TASK DETAILS: Copy out every line of the data below word for word, omitting the pictures.

WORKING DATA:
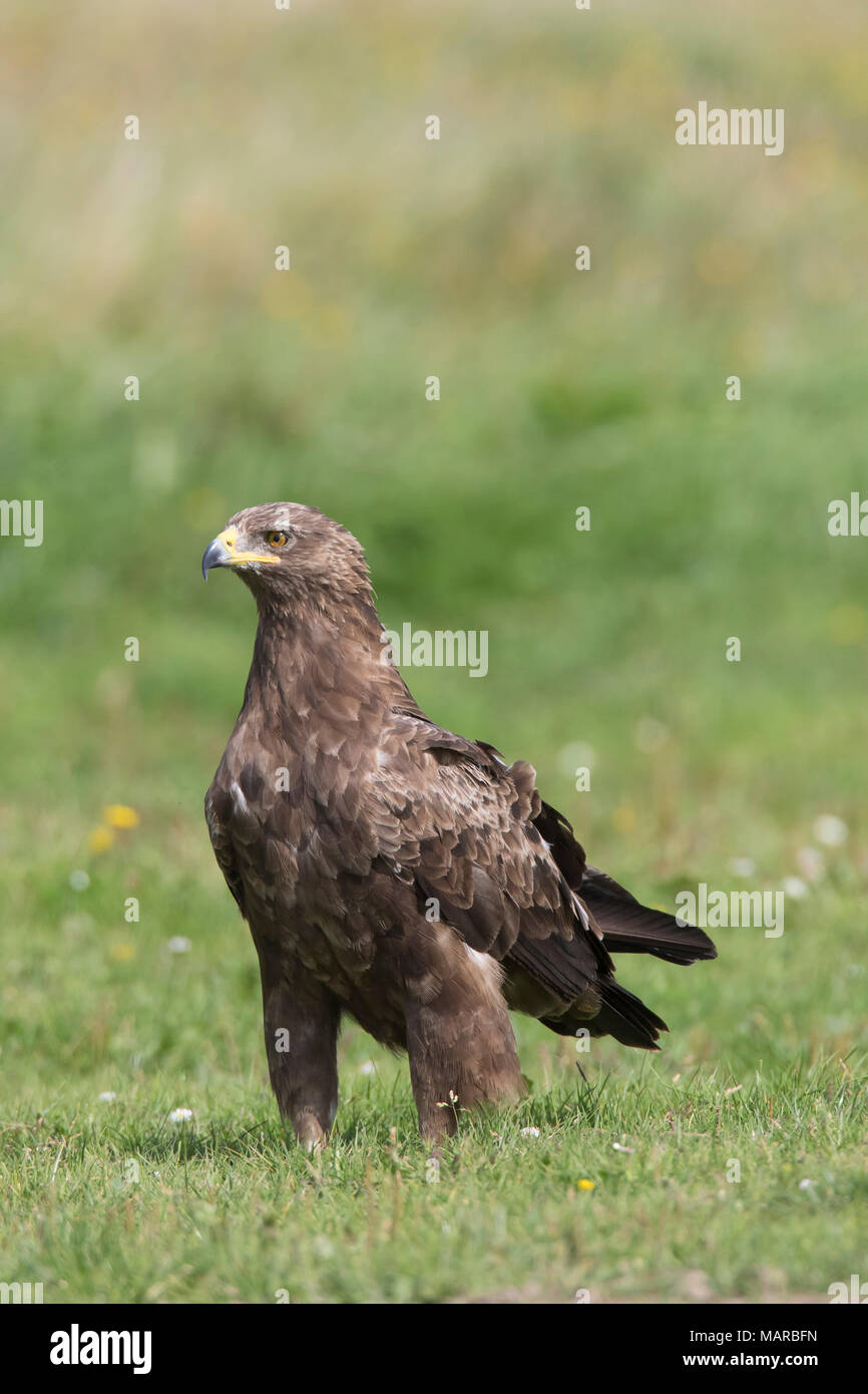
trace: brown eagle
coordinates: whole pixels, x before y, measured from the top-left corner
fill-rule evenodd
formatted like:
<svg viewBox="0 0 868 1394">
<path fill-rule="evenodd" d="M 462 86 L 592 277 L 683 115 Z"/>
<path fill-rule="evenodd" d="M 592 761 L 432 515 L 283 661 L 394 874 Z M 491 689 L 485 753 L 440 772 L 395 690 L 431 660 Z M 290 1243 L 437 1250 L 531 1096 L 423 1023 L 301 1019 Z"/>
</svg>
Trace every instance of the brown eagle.
<svg viewBox="0 0 868 1394">
<path fill-rule="evenodd" d="M 425 1138 L 524 1093 L 509 1011 L 656 1050 L 665 1022 L 610 953 L 715 958 L 585 861 L 532 765 L 436 726 L 392 662 L 364 552 L 318 509 L 230 519 L 202 573 L 254 592 L 254 659 L 205 797 L 215 855 L 259 955 L 281 1118 L 319 1146 L 344 1012 L 405 1050 Z"/>
</svg>

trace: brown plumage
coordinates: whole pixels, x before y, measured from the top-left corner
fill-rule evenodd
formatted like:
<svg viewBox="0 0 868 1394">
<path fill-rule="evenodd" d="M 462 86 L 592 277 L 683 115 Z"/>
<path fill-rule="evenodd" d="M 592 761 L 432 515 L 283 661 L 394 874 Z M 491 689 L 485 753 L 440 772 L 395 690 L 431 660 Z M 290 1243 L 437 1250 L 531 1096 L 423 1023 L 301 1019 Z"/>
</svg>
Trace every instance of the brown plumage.
<svg viewBox="0 0 868 1394">
<path fill-rule="evenodd" d="M 588 867 L 531 765 L 428 719 L 355 538 L 266 503 L 230 519 L 202 559 L 215 566 L 238 572 L 259 626 L 205 815 L 254 935 L 272 1086 L 297 1136 L 318 1146 L 334 1119 L 344 1012 L 407 1050 L 432 1139 L 457 1107 L 524 1093 L 507 1006 L 656 1050 L 666 1026 L 609 951 L 692 963 L 713 944 Z"/>
</svg>

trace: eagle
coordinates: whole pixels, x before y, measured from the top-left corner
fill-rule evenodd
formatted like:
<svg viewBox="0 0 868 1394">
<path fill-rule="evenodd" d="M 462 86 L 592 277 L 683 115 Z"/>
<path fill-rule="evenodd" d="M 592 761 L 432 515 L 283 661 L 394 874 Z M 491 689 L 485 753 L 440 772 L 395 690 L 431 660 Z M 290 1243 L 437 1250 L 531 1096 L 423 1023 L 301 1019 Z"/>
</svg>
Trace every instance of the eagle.
<svg viewBox="0 0 868 1394">
<path fill-rule="evenodd" d="M 262 977 L 269 1076 L 308 1150 L 337 1110 L 344 1016 L 405 1051 L 422 1138 L 525 1092 L 510 1011 L 658 1050 L 612 953 L 716 956 L 699 928 L 588 866 L 524 760 L 437 726 L 378 616 L 362 548 L 301 503 L 228 520 L 202 574 L 235 572 L 259 623 L 205 797 Z"/>
</svg>

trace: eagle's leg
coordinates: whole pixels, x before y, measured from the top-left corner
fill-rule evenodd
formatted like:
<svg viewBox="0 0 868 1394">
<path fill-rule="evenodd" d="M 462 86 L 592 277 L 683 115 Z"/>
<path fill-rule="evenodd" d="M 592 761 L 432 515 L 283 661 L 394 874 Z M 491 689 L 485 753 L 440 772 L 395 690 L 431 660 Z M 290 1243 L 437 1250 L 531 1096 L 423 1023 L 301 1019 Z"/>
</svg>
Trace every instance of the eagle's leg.
<svg viewBox="0 0 868 1394">
<path fill-rule="evenodd" d="M 514 1103 L 525 1093 L 499 991 L 483 988 L 468 999 L 446 983 L 435 1001 L 407 1012 L 407 1054 L 419 1132 L 431 1142 L 456 1132 L 458 1110 Z"/>
<path fill-rule="evenodd" d="M 337 1112 L 340 1004 L 276 951 L 259 951 L 265 1050 L 280 1117 L 298 1142 L 323 1146 Z"/>
</svg>

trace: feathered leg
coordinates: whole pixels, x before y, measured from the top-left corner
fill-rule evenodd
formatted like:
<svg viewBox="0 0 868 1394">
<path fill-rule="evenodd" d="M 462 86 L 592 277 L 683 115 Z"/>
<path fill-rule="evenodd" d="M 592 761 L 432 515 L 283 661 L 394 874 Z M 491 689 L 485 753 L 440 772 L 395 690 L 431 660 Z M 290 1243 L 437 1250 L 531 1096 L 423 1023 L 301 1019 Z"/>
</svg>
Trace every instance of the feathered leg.
<svg viewBox="0 0 868 1394">
<path fill-rule="evenodd" d="M 408 1004 L 405 1019 L 424 1138 L 437 1142 L 454 1133 L 460 1108 L 514 1103 L 525 1093 L 513 1026 L 493 983 L 451 979 L 432 1001 Z"/>
<path fill-rule="evenodd" d="M 280 1117 L 308 1151 L 320 1147 L 337 1111 L 340 1005 L 276 951 L 259 951 L 265 1048 Z"/>
</svg>

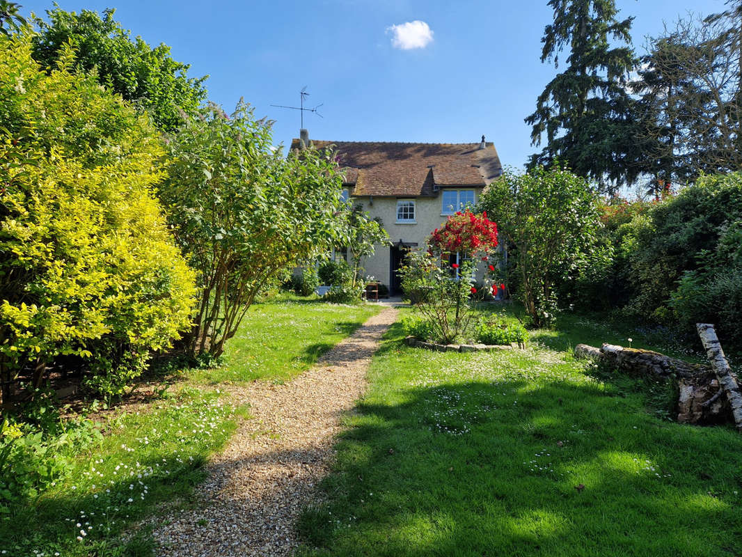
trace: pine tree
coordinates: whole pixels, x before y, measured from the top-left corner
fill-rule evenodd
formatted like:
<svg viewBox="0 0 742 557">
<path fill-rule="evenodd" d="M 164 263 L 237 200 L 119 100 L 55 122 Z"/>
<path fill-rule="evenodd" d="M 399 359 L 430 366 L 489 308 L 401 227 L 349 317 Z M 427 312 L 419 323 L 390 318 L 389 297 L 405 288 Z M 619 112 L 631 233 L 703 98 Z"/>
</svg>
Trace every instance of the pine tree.
<svg viewBox="0 0 742 557">
<path fill-rule="evenodd" d="M 636 59 L 629 30 L 633 18 L 617 21 L 614 0 L 550 0 L 554 23 L 542 39 L 541 61 L 568 49 L 565 71 L 554 77 L 525 119 L 532 144 L 547 145 L 533 154 L 533 167 L 558 158 L 576 173 L 611 189 L 636 180 L 632 140 L 634 101 L 627 92 Z M 611 40 L 617 42 L 613 46 Z"/>
</svg>

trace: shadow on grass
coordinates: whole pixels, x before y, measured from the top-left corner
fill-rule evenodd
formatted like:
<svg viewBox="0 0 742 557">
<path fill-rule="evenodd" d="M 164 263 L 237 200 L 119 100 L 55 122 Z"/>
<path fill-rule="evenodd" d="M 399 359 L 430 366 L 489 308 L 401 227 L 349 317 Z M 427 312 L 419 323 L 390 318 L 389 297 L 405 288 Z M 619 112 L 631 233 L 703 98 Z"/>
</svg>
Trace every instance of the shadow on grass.
<svg viewBox="0 0 742 557">
<path fill-rule="evenodd" d="M 566 380 L 372 394 L 299 555 L 742 554 L 742 437 L 642 405 Z"/>
<path fill-rule="evenodd" d="M 193 486 L 205 477 L 205 457 L 190 460 L 182 456 L 160 454 L 139 466 L 122 466 L 119 475 L 124 477 L 99 485 L 93 492 L 68 489 L 18 505 L 0 521 L 2 548 L 17 556 L 154 556 L 147 532 L 130 532 L 126 541 L 121 534 L 163 503 L 178 498 L 187 503 Z M 81 530 L 85 531 L 84 542 L 76 539 Z"/>
</svg>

EXPECTED ANSWER:
trace: brown eagle
coordinates: whole pixels, x before y, measured from the top-left corner
fill-rule evenodd
formatted like:
<svg viewBox="0 0 868 1394">
<path fill-rule="evenodd" d="M 462 86 L 592 277 L 683 115 Z"/>
<path fill-rule="evenodd" d="M 592 761 L 432 515 L 283 661 L 394 874 Z M 491 689 L 485 753 L 440 772 L 395 690 L 431 660 Z M 290 1243 L 437 1250 L 531 1096 L 423 1023 L 301 1019 Z"/>
</svg>
Trace every instance of the brown eagle.
<svg viewBox="0 0 868 1394">
<path fill-rule="evenodd" d="M 425 1138 L 524 1093 L 509 1011 L 656 1050 L 665 1022 L 610 953 L 715 958 L 585 861 L 532 765 L 436 726 L 392 662 L 364 552 L 318 509 L 230 519 L 202 573 L 254 592 L 254 659 L 205 797 L 215 855 L 259 955 L 281 1118 L 319 1146 L 344 1012 L 405 1050 Z"/>
</svg>

trace: brown plumage
coordinates: whole pixels, x before y, measured from the top-left corner
fill-rule evenodd
formatted like:
<svg viewBox="0 0 868 1394">
<path fill-rule="evenodd" d="M 462 86 L 592 277 L 683 115 Z"/>
<path fill-rule="evenodd" d="M 592 761 L 432 515 L 283 661 L 394 874 Z M 491 689 L 485 753 L 440 772 L 395 690 L 431 660 Z M 290 1243 L 437 1250 L 531 1096 L 423 1023 L 301 1019 Z"/>
</svg>
Trace every instance of the brown plumage.
<svg viewBox="0 0 868 1394">
<path fill-rule="evenodd" d="M 588 867 L 531 765 L 428 719 L 355 538 L 266 503 L 230 519 L 202 559 L 215 566 L 238 572 L 259 626 L 205 815 L 254 935 L 272 1086 L 297 1136 L 318 1146 L 334 1119 L 344 1012 L 407 1050 L 432 1139 L 457 1107 L 524 1093 L 507 1006 L 656 1050 L 666 1026 L 609 951 L 692 963 L 713 944 Z"/>
</svg>

trace: eagle
coordinates: whole pixels, x before y, measured from the top-left corner
fill-rule evenodd
formatted like:
<svg viewBox="0 0 868 1394">
<path fill-rule="evenodd" d="M 462 86 L 592 277 L 683 115 Z"/>
<path fill-rule="evenodd" d="M 592 761 L 432 515 L 283 661 L 394 874 Z M 491 689 L 485 753 L 440 772 L 395 690 L 431 660 Z M 290 1243 L 437 1250 L 531 1096 L 423 1023 L 301 1019 Z"/>
</svg>
Trace every instance of the eagle.
<svg viewBox="0 0 868 1394">
<path fill-rule="evenodd" d="M 262 977 L 269 1076 L 308 1150 L 337 1110 L 344 1016 L 405 1051 L 422 1138 L 525 1092 L 510 1011 L 658 1050 L 612 953 L 716 956 L 699 928 L 588 866 L 524 760 L 437 726 L 378 616 L 362 548 L 301 503 L 228 520 L 202 574 L 235 572 L 259 623 L 205 797 Z"/>
</svg>

trace: eagle's leg
coordinates: whole pixels, x before y, measured from the top-left corner
fill-rule evenodd
formatted like:
<svg viewBox="0 0 868 1394">
<path fill-rule="evenodd" d="M 462 86 L 592 277 L 683 115 Z"/>
<path fill-rule="evenodd" d="M 592 761 L 432 515 L 283 661 L 394 874 Z M 491 689 L 485 753 L 440 772 L 395 690 L 431 660 Z M 290 1243 L 437 1250 L 531 1096 L 423 1023 L 301 1019 Z"/>
</svg>
Trace every instance of the eagle's leg.
<svg viewBox="0 0 868 1394">
<path fill-rule="evenodd" d="M 514 1103 L 525 1093 L 499 991 L 483 988 L 468 999 L 446 983 L 435 1001 L 407 1012 L 407 1054 L 419 1132 L 431 1142 L 456 1132 L 458 1110 Z"/>
<path fill-rule="evenodd" d="M 337 1112 L 340 1004 L 276 951 L 259 951 L 265 1050 L 280 1117 L 298 1142 L 323 1146 Z"/>
</svg>

trace: feathered leg
coordinates: whole pixels, x before y, measured from the top-left corner
fill-rule evenodd
formatted like:
<svg viewBox="0 0 868 1394">
<path fill-rule="evenodd" d="M 462 86 L 592 277 L 683 115 Z"/>
<path fill-rule="evenodd" d="M 592 761 L 432 515 L 283 661 L 394 874 Z M 491 689 L 485 753 L 440 772 L 395 690 L 431 660 Z M 290 1243 L 437 1250 L 531 1096 L 423 1023 L 301 1019 Z"/>
</svg>
Trace every instance of the feathered leg.
<svg viewBox="0 0 868 1394">
<path fill-rule="evenodd" d="M 408 1004 L 405 1019 L 424 1138 L 437 1142 L 454 1133 L 460 1108 L 514 1103 L 525 1093 L 513 1026 L 493 983 L 451 979 L 432 1001 Z"/>
<path fill-rule="evenodd" d="M 280 1117 L 308 1151 L 320 1147 L 337 1111 L 340 1005 L 276 951 L 259 951 L 265 1048 Z"/>
</svg>

trace: pine tree
coordinates: whole pixels, x before y, measured from the top-left corner
fill-rule evenodd
formatted like:
<svg viewBox="0 0 742 557">
<path fill-rule="evenodd" d="M 164 263 L 237 200 L 119 100 L 55 122 Z"/>
<path fill-rule="evenodd" d="M 399 359 L 430 366 L 489 308 L 401 227 L 349 317 Z M 427 312 L 419 323 L 390 318 L 389 297 L 405 288 Z M 619 112 L 631 233 L 703 98 Z"/>
</svg>
Trace every instance of the pine tree.
<svg viewBox="0 0 742 557">
<path fill-rule="evenodd" d="M 636 59 L 629 30 L 633 18 L 617 21 L 614 0 L 550 0 L 554 23 L 542 39 L 541 61 L 568 49 L 565 71 L 554 77 L 525 119 L 532 144 L 547 145 L 533 154 L 533 167 L 558 158 L 576 173 L 611 189 L 636 180 L 632 140 L 634 101 L 627 92 Z M 611 40 L 617 42 L 613 46 Z"/>
</svg>

trace: shadow on grass
coordinates: whole pixels, x before y, measured from the top-left corner
fill-rule evenodd
formatted like:
<svg viewBox="0 0 742 557">
<path fill-rule="evenodd" d="M 164 263 L 237 200 L 119 100 L 55 122 Z"/>
<path fill-rule="evenodd" d="M 399 359 L 430 366 L 489 308 L 401 227 L 349 317 Z M 427 312 L 419 323 L 390 318 L 389 297 L 405 288 Z M 619 112 L 631 233 L 703 98 Z"/>
</svg>
Trace every instance of the shadow on grass.
<svg viewBox="0 0 742 557">
<path fill-rule="evenodd" d="M 566 380 L 372 394 L 299 555 L 742 554 L 742 437 L 642 405 Z"/>
<path fill-rule="evenodd" d="M 193 486 L 205 477 L 205 457 L 190 460 L 182 456 L 160 454 L 139 466 L 122 466 L 119 475 L 124 477 L 99 485 L 93 492 L 68 489 L 18 505 L 0 521 L 2 548 L 17 556 L 154 556 L 147 532 L 130 532 L 126 541 L 121 534 L 163 503 L 178 498 L 187 503 Z M 81 530 L 85 531 L 84 542 L 76 539 Z"/>
</svg>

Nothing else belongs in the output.